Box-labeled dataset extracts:
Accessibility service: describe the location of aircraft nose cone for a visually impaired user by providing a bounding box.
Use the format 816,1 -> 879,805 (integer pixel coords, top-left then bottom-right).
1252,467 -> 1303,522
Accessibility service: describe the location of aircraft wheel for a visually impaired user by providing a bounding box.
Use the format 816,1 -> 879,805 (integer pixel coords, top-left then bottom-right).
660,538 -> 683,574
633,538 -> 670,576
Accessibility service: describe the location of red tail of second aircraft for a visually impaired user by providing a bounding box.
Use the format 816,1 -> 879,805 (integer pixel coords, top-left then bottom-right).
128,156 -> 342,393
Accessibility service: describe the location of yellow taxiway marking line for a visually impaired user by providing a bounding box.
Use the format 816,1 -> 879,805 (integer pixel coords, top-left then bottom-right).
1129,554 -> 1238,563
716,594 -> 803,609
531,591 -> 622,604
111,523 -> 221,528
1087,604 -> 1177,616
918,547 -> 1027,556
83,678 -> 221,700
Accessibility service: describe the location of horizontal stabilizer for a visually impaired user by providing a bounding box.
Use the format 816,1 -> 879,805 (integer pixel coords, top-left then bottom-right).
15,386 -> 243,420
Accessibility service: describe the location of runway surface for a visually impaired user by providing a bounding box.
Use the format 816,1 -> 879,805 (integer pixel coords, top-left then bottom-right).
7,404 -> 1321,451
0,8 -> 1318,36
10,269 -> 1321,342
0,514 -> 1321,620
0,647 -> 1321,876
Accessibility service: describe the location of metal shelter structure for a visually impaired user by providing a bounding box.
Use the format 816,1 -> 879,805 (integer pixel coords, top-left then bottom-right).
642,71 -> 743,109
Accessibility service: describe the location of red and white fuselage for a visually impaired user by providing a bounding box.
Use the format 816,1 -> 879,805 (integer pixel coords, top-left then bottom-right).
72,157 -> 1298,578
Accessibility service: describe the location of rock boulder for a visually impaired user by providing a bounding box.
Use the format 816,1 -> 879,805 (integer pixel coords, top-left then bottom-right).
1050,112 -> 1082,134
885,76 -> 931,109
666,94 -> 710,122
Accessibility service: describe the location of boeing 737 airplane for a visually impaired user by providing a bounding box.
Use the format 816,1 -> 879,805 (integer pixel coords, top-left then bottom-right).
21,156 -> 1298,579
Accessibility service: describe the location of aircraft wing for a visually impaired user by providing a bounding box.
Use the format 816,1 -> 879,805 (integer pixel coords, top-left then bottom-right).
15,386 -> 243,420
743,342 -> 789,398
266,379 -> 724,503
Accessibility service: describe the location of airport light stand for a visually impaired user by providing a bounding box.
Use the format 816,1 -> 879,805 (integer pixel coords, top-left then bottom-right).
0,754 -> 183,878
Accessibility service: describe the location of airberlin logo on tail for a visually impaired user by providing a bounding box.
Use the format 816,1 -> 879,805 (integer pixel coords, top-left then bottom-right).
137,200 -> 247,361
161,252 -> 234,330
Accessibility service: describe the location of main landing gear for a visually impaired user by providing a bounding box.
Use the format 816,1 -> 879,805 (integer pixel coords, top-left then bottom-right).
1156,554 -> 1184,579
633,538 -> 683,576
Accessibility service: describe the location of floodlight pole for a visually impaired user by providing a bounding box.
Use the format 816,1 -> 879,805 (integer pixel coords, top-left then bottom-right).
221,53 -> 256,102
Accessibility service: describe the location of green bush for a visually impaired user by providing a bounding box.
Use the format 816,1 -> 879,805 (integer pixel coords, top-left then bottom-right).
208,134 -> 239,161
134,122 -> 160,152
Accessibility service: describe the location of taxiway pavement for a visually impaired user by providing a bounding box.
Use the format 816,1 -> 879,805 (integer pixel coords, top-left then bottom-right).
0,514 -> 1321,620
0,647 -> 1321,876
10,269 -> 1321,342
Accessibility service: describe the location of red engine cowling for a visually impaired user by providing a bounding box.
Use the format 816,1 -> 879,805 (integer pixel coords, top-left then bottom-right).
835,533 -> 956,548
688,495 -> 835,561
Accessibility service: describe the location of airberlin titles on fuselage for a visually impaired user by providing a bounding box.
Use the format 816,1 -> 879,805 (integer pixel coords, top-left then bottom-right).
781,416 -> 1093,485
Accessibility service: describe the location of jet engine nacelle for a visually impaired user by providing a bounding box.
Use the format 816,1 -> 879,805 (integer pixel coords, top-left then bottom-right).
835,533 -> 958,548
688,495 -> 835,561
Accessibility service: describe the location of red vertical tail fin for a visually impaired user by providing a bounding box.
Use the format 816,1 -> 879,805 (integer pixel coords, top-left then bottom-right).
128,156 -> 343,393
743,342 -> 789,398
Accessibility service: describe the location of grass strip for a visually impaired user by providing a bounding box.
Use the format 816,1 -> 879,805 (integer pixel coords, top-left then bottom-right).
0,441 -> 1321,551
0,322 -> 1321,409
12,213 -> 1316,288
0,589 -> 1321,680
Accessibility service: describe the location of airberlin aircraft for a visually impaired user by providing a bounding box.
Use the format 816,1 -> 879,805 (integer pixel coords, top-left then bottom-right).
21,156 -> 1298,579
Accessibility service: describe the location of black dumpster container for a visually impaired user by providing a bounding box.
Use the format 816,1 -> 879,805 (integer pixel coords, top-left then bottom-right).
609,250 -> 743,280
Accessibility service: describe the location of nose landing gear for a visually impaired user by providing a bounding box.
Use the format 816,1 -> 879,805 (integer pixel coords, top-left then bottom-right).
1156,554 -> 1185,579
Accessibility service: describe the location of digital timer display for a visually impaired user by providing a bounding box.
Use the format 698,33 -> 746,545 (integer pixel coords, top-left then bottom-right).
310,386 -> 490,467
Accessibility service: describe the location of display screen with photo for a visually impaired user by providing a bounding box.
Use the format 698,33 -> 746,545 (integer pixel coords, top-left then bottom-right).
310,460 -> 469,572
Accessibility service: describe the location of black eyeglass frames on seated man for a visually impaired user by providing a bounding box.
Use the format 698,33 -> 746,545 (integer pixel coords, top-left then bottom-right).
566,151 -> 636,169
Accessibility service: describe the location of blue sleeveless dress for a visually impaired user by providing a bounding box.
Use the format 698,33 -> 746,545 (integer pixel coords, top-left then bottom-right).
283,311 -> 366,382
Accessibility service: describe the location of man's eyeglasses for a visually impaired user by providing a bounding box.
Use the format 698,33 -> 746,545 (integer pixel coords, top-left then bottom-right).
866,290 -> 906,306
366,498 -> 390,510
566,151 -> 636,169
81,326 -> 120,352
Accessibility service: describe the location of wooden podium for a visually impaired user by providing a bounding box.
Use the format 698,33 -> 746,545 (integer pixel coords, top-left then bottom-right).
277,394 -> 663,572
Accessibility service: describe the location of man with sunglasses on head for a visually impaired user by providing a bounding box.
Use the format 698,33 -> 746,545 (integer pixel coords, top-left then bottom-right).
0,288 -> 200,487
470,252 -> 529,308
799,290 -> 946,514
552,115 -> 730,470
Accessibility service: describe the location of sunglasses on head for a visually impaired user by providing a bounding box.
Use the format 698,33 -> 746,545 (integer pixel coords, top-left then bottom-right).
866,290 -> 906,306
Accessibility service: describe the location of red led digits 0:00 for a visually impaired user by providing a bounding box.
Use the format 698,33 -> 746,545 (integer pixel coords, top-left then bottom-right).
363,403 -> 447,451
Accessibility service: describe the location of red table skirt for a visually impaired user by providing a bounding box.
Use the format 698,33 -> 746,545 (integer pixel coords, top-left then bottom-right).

Given problem |
Rewrite every one of the entries above, changing "visually impaired user" to "low-vision user" and keeping everything else the same.

Output for this task |
Accessibility service: describe the location of aircraft nose cone for a low-vision user by providing a bounding box.
Use the format 816,1 -> 879,805 (integer pixel coords, top-left then bottom-right).
1252,467 -> 1303,522
Accessibility service: describe the location of aircraft wheel for a low-vision user by providing a bounding box.
Use the format 816,1 -> 879,805 (integer pixel coords, top-left then bottom-right).
660,538 -> 683,574
633,538 -> 670,576
Accessibility service: describe the location of red tail of second aircraft for a low-vision user by providing a bounding box.
Use the format 816,1 -> 879,805 (integer pixel coords, top-left then bottom-right).
128,156 -> 342,393
Accessibility service: describe the location of yellow taxiway marking line for a low-vision user by providing a bounding box.
Use the format 816,1 -> 879,805 (integer pixel coords, top-left then bottom-right).
1129,554 -> 1238,563
716,594 -> 803,609
531,591 -> 622,604
111,523 -> 221,528
1087,604 -> 1177,616
918,547 -> 1027,556
83,678 -> 221,700
Accessibility service: describe the location of horizontal stabilizer for a low-vision user by providing a bounding box.
Use the format 816,1 -> 879,805 (integer pixel coords, top-left then bottom-right).
15,386 -> 243,420
Accessibility service: describe the location of runway surface for a low-vision user by providing a bounding box.
Use the format 816,1 -> 879,805 (integer pixel coords, top-left then bottom-right).
7,404 -> 1321,451
0,8 -> 1318,36
10,269 -> 1321,342
0,514 -> 1321,620
0,647 -> 1321,876
Accessibility service: describe the location of metal shelter structure for a low-vision user by providing a bounding box.
Use the format 816,1 -> 879,805 (integer pixel coords, top-left then bottom-right).
642,71 -> 743,109
Accessibility service: describe the location of red and white fuselage for a low-vision user by providing a bounding box.
Use the format 816,1 -> 879,805 (integer pixel coords, top-left then bottom-right).
72,157 -> 1298,578
Accessibility service: describe the location of rock boulder for a low-vision user by providing a bounding box.
Use the format 816,1 -> 879,805 (integer pixel coords, top-left then bottom-right).
1050,112 -> 1082,134
885,76 -> 931,109
666,94 -> 710,122
Accessibility service: describe the location of boeing 737 airplane for a low-vision user by providing a bounding box.
Use the format 816,1 -> 879,805 (integer pixel coords, top-left then bottom-right).
21,156 -> 1298,579
Accessibility service: describe the location of aircraft wing for a low-vision user by providing a bounding box.
Use the format 816,1 -> 879,805 (integer pixel coords, top-left then bottom-right).
15,386 -> 243,420
743,342 -> 789,398
266,379 -> 724,503
Accessibility service: describe the location of airport light stand for a low-vision user by providing a bounding box.
Use the format 816,1 -> 879,805 (integer pixel coords, top-left then bottom-right).
0,754 -> 183,878
Accessibility service: describe the location of airberlin logo on tail for a low-vision user by providing a bounding box.
Use the format 816,1 -> 879,805 (integer pixel coords, top-left then bottom-right).
137,200 -> 247,361
161,252 -> 234,330
Accessibility service: describe the location of main landing gear for a low-vision user by providing a bounding box.
Use the format 816,1 -> 879,805 (integer pixel coords, top-left then bottom-right).
1156,554 -> 1184,579
633,538 -> 683,576
Accessibility service: describe the location of floodlight pole for a low-vision user by providing a bounding box.
Use the format 816,1 -> 879,805 (integer pixel coords, top-left then bottom-right).
221,53 -> 256,102
Accessibility service: describe the location of green bush for a low-vision user by providing a bounding box.
Use the format 816,1 -> 879,805 (integer pixel coords, top-left then bottom-right).
208,134 -> 239,161
134,122 -> 160,152
Accessibility service: describe the location of taxiway pavement for a low-vision user by providing a bounding box.
Use the format 816,1 -> 879,805 (integer pixel coords, top-left then bottom-right).
0,514 -> 1321,620
0,647 -> 1321,876
10,269 -> 1321,342
Accessibility service: describe the location of red engine cowling for a low-vision user by providing a bounding box.
Use the format 816,1 -> 879,805 (integer pixel coords, top-left then bottom-right).
835,533 -> 956,548
688,495 -> 835,561
Accessibility service: describe the location of airberlin titles on fuselage for a low-vision user by providing a bounding box.
Use the format 816,1 -> 879,805 (integer pixel coords, top-left then bottom-right).
781,416 -> 1093,485
Accessibility service: describe the location of jet engine nacelle for a low-vision user by providing a bounding box.
Use the format 816,1 -> 879,805 (integer pixel coords, top-left then bottom-right).
835,533 -> 958,548
688,495 -> 835,561
Accessibility service: describe the location of red vertical tail fin for a low-vision user by providing a bounding box.
Use the format 816,1 -> 879,805 (integer pixel coords, top-left then bottom-right).
128,156 -> 343,393
743,342 -> 789,398
Accessibility service: describe the location of grass strip for a low-vision user by providing a bounding box.
Use the format 816,1 -> 879,805 (integer pixel coords, top-left then bottom-right).
0,441 -> 1321,551
0,322 -> 1321,409
12,213 -> 1316,288
0,589 -> 1321,680
Accessibility service: describe the location of airberlin aircraft for a low-vision user by providing a bounding box.
Use the format 816,1 -> 879,805 (integer pixel coords, top-left then bottom-right).
21,156 -> 1298,579
Accessibility service: describe the location of black dumpster container for a low-vision user by providing a bounding box.
Use the format 816,1 -> 879,805 (integer pixel coords, top-left then bottom-right).
609,250 -> 743,280
Accessibility service: describe the location of nose landing gear for a low-vision user by providing a bounding box.
Use the format 816,1 -> 879,805 (integer pixel coords, top-left then bottom-right).
1156,554 -> 1185,579
Accessibility service: describe the location of digital timer display for a low-vision user by providing a bounding box.
Use the format 698,33 -> 746,545 (integer pixel coords, top-left then bottom-right).
310,386 -> 490,467
Accessibility service: describe the location of display screen with photo for a low-vision user by providing a bounding box.
Use the format 698,33 -> 746,545 (integer pixel coords, top-left then bottom-right).
310,460 -> 469,572
Accessibility service: describe the location of black eyeglass frames on seated man for a low-vision user by providing a bounding box.
Use the format 698,33 -> 746,545 (integer pixel coords, top-left then bottom-right).
566,151 -> 636,169
Accessibility service: describe the location of blue sleeveless dress for a low-vision user by providing a bounding box.
Use the format 698,33 -> 746,545 (integer pixel coords, top-left then bottom-right).
283,311 -> 366,382
Accessibility service: describe the location of man's eyeglasses for a low-vision user by providing a bounding box.
Use the format 698,33 -> 746,545 (integer pixel coords, top-left then bottom-right).
866,290 -> 906,306
366,498 -> 390,510
566,151 -> 636,169
81,326 -> 120,352
Accessibility service: describe the location of wooden podium for a low-vision user by providing a bounding box.
Use the format 698,33 -> 746,545 (integer pixel coords, top-left then bottom-right).
277,394 -> 663,572
Accessibility service: describe the location of man with sunglasses on head for a low-vision user by providing a bounding box.
Use the format 698,33 -> 746,545 (integer pixel coords, top-left then bottom-right).
0,288 -> 200,487
470,252 -> 529,308
799,290 -> 946,514
552,115 -> 730,470
Accessibility service: describe the location of sunglasses on head for a low-vision user by providing a bounding box.
Use the format 698,33 -> 746,545 (integer pixel coords, top-left then bottom-right).
866,290 -> 906,306
Accessibility service: describe the location of red led digits 0:00 for a low-vision user by providing a bounding box.
Use the format 698,33 -> 746,545 (integer pixel coords, top-left then bottom-right).
363,403 -> 447,451
Accessibility service: describe the location of red table skirt for a low-vision user by providing a bounding box.
Use the format 698,33 -> 746,545 (integer pixel coords, top-left then bottom-right).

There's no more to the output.